Find each line in the items below that contains the string "train", treating the match as case-sensitive, and copy every such line.

Point labeling items:
▽

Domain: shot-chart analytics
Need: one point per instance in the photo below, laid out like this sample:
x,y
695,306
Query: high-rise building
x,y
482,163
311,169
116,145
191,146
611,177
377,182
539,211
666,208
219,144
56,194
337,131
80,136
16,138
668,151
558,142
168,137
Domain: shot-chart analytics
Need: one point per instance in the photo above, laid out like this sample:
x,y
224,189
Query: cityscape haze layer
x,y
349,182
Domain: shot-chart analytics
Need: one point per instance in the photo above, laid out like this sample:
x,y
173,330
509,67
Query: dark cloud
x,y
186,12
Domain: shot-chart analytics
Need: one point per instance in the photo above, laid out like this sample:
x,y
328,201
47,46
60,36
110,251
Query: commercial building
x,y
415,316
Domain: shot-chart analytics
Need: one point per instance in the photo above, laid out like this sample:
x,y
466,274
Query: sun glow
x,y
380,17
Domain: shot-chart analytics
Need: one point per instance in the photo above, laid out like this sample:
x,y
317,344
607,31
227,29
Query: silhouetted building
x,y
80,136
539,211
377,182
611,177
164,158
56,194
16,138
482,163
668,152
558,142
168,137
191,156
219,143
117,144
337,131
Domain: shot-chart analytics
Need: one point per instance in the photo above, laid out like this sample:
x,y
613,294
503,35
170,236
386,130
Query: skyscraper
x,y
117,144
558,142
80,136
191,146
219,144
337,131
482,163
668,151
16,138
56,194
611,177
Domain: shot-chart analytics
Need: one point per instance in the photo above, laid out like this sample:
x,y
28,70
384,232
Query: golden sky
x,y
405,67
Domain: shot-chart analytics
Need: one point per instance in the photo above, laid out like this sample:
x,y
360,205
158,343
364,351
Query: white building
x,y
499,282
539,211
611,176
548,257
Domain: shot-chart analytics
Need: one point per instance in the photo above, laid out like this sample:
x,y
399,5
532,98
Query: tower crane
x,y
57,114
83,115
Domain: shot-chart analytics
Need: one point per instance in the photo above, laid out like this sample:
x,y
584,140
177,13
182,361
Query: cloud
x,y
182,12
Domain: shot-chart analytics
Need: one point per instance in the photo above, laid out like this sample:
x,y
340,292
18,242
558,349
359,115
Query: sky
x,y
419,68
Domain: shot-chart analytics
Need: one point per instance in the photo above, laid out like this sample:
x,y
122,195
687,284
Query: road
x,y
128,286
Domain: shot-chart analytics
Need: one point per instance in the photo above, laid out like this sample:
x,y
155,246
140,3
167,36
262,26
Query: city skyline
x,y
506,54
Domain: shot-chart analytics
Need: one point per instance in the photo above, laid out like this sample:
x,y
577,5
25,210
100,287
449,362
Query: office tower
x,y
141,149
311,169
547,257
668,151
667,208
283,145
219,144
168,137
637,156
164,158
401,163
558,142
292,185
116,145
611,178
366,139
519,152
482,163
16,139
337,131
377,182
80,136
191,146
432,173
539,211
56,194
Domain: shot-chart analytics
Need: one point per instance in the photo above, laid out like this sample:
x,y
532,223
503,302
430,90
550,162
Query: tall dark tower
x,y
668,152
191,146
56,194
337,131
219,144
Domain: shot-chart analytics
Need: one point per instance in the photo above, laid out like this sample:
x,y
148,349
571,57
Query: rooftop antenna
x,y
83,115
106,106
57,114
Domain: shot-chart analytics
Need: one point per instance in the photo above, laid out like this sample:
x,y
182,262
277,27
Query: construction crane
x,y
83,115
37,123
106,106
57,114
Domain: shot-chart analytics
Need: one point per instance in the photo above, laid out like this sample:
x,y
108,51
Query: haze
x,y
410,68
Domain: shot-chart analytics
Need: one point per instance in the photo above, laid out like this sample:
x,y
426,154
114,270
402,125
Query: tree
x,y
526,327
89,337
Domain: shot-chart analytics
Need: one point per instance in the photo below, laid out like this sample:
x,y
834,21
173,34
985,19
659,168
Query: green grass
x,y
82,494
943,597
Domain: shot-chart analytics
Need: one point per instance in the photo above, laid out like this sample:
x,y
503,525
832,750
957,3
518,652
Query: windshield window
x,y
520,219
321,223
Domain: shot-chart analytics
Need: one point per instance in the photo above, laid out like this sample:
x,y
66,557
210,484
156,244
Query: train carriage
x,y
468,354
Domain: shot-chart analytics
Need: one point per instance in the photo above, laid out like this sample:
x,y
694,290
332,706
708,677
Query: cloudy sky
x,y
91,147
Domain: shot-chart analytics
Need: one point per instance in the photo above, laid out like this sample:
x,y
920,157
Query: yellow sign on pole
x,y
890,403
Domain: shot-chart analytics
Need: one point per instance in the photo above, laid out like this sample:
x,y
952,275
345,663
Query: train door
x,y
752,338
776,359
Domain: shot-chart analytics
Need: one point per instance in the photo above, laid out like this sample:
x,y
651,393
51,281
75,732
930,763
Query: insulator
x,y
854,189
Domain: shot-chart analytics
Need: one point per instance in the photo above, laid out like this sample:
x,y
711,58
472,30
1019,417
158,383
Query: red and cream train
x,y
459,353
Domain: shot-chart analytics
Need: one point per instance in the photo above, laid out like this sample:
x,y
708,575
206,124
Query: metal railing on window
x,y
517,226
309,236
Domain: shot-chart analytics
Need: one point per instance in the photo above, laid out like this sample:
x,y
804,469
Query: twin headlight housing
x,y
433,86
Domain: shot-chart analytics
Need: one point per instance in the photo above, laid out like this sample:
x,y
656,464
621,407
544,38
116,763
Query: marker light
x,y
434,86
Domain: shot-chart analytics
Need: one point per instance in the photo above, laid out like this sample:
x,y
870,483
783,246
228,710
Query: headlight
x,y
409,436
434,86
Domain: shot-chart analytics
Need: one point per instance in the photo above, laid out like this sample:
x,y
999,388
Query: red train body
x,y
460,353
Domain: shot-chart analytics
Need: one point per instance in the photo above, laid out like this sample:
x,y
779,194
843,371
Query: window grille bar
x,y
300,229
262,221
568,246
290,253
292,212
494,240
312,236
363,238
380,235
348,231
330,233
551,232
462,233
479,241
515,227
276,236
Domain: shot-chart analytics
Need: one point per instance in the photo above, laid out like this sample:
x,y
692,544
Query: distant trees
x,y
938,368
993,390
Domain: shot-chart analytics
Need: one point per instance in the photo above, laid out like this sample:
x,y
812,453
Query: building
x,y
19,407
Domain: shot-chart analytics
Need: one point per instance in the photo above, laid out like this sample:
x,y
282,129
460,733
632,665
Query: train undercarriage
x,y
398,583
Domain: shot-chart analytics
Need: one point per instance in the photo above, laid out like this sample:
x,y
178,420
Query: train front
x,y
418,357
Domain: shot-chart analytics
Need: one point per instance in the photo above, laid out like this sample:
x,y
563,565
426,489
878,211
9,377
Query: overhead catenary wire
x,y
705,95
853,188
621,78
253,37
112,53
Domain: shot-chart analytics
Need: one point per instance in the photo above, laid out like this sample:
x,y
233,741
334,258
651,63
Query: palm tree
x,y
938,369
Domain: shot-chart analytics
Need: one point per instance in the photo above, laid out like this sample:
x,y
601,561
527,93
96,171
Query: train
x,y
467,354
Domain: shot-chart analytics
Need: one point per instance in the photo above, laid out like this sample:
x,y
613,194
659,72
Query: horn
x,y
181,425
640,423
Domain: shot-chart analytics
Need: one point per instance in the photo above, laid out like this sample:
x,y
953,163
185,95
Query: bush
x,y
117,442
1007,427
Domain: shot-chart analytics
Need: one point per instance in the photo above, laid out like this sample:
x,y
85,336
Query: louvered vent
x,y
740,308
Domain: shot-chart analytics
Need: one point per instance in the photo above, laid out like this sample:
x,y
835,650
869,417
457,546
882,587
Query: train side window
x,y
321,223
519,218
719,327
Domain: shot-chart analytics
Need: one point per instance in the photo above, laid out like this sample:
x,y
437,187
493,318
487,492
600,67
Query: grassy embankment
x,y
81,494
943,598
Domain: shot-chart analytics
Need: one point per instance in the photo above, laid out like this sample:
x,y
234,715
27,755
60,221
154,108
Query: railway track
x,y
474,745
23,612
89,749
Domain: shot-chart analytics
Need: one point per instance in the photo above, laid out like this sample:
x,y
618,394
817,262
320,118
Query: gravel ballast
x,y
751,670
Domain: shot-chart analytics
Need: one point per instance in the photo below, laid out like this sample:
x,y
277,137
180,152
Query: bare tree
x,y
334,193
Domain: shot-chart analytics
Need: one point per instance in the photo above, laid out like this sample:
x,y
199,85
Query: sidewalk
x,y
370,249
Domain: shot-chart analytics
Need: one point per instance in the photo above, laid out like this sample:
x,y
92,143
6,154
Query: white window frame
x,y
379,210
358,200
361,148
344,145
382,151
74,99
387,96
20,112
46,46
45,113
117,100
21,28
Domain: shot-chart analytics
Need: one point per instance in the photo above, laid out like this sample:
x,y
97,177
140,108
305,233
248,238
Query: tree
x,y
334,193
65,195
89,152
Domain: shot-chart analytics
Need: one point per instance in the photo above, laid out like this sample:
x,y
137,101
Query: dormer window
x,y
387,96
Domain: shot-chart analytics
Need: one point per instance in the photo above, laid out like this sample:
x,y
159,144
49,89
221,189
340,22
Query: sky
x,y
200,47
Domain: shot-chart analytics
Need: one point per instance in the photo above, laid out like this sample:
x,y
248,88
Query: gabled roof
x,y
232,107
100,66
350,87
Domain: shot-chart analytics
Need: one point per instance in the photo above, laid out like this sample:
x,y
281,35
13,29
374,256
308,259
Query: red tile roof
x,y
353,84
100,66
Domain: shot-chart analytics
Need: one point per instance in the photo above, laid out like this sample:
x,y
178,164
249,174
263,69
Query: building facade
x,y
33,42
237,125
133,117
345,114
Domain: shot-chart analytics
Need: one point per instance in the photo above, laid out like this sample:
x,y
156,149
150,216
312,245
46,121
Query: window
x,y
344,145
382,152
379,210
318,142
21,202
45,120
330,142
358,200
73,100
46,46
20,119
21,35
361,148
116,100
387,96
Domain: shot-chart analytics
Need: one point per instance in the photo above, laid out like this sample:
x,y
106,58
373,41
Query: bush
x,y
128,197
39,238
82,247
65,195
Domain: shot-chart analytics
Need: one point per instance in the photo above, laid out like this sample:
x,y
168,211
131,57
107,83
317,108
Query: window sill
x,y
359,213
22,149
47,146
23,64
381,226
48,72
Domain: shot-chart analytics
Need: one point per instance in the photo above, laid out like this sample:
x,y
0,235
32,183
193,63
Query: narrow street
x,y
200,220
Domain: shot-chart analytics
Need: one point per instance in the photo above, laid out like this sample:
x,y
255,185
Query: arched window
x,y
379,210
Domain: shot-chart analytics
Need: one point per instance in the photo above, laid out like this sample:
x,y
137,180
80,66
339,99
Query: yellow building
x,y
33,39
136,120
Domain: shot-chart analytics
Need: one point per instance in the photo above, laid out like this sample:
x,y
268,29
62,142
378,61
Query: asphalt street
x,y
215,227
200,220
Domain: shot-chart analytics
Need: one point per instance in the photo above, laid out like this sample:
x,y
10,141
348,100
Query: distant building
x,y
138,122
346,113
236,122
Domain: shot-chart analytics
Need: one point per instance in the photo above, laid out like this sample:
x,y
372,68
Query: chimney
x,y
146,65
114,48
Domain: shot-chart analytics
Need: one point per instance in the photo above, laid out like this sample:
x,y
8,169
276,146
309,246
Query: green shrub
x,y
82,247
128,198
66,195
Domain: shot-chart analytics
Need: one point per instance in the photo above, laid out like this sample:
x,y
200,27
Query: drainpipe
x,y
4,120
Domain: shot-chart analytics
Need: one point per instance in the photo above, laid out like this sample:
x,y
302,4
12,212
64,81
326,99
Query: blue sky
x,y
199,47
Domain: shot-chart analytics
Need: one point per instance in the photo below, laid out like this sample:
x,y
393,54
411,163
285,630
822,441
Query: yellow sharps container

△

(Written answer)
Query: train carriage
Query: train door
Query: red and cream train
Query: red train body
Query: train undercarriage
Query: train front
Query: train
Query: train side window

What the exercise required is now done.